Referring expression data:
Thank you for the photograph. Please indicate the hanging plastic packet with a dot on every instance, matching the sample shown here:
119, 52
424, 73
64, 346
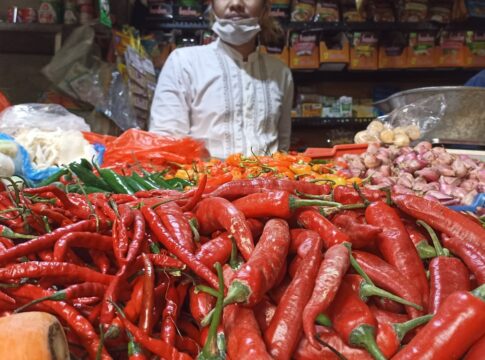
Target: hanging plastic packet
104, 13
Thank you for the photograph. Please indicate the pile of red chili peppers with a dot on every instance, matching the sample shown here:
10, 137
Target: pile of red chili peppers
253, 269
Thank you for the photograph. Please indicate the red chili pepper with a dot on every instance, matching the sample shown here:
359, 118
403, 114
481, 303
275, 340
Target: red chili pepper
274, 204
197, 195
388, 278
169, 319
70, 272
470, 253
216, 250
457, 325
283, 332
446, 274
330, 274
66, 313
264, 312
361, 235
216, 213
46, 241
244, 340
396, 246
353, 320
311, 219
476, 351
260, 272
185, 256
425, 250
348, 195
81, 239
146, 320
200, 304
177, 224
238, 188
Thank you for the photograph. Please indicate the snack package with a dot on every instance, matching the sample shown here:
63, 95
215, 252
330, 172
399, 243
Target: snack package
327, 11
475, 49
364, 51
304, 52
451, 51
303, 10
422, 50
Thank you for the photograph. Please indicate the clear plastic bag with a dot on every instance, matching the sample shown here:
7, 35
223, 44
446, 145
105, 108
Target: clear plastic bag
41, 116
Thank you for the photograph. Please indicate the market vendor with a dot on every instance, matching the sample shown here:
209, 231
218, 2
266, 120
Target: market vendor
227, 93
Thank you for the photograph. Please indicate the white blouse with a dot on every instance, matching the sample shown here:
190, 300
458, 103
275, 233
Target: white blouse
209, 93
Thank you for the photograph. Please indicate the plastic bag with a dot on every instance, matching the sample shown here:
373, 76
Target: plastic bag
41, 116
142, 147
425, 114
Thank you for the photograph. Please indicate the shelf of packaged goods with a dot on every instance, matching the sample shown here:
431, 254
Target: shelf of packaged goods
328, 123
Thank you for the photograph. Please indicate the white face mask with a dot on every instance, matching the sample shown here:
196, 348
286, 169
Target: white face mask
236, 32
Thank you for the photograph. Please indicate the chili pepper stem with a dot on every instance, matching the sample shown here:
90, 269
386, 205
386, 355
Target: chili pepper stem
403, 328
57, 296
323, 320
367, 290
364, 336
425, 250
434, 238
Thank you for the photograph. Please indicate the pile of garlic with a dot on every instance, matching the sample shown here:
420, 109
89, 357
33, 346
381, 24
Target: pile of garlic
377, 132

#### Task to complete
Exactly as written, give every entry again, but not the pictures.

#### Answer space
Thank you for the photograph. Please indicate the hanging plastic packet with a dot on every instance, matching the sample shown here:
119, 52
424, 73
64, 346
Target: hanging plastic packet
104, 13
Thank you for the photograph. Please indicate the pile of red chili peppers with a dot on every instance, matching the sample shown here:
10, 137
Target: pile of red chili peppers
253, 269
Thank you for the photograph. Please indicate the red chili pepper with a dot on every instance, matching the sample shown here:
359, 118
403, 114
481, 303
275, 340
Target: red chili pepper
274, 204
197, 195
388, 278
169, 319
70, 272
470, 253
216, 250
457, 325
283, 332
446, 274
330, 274
66, 313
264, 312
361, 235
216, 213
46, 241
244, 340
396, 246
353, 320
311, 219
476, 351
260, 272
185, 256
425, 250
348, 195
81, 239
146, 320
200, 304
177, 224
238, 188
Thank you for the photograph. Please indicate the snack package with a dot on every instance, matching the sample shown here:
63, 95
215, 252
330, 172
399, 243
Target: snack package
327, 11
475, 49
364, 51
304, 52
451, 51
303, 10
422, 50
Thank you for the photograph. Please indicate the clear plastic bag with a dot on every instance, matching the sample shown here:
7, 35
223, 44
446, 145
105, 108
Target: clear plastic bag
41, 116
Thank you for the photograph. Please indicate the market vendor with a dot on every instance, matching the sample shown here:
209, 231
218, 2
266, 120
Target: market vendor
227, 93
Thank you for the photograph. Please indicate the white blouse with a dot on every instance, matching the sample shown here:
190, 300
458, 103
275, 233
Target: white blouse
209, 93
Thank you for the photograph. Please indicate the plastic bag with a dot on every instance, matching the sample shown here:
373, 76
Target: plastic bag
41, 116
142, 147
425, 114
Thank you for the photograph. Please indicate the shelf of packaged goods with a dot on every instance, matching the sample shown here:
431, 254
Target: shelf of packaged goods
328, 123
Thank you for the photograph. Please indicate the white face mask with a dot on every instance, matching the sample shown here:
196, 348
286, 169
Target: white face mask
236, 32
Thank you for the photograph. Please indicate the chili pepper stem with a dot on every instance, matching the sample shown here:
90, 269
386, 205
386, 355
Target: chili pepper stem
403, 328
57, 296
323, 320
367, 290
364, 336
425, 250
434, 238
Thank you for the photograph. Please indicate the pile of garlic with a dot on every instance, matching the sample shown here:
420, 109
89, 357
33, 346
381, 24
Target: pile of garlic
377, 132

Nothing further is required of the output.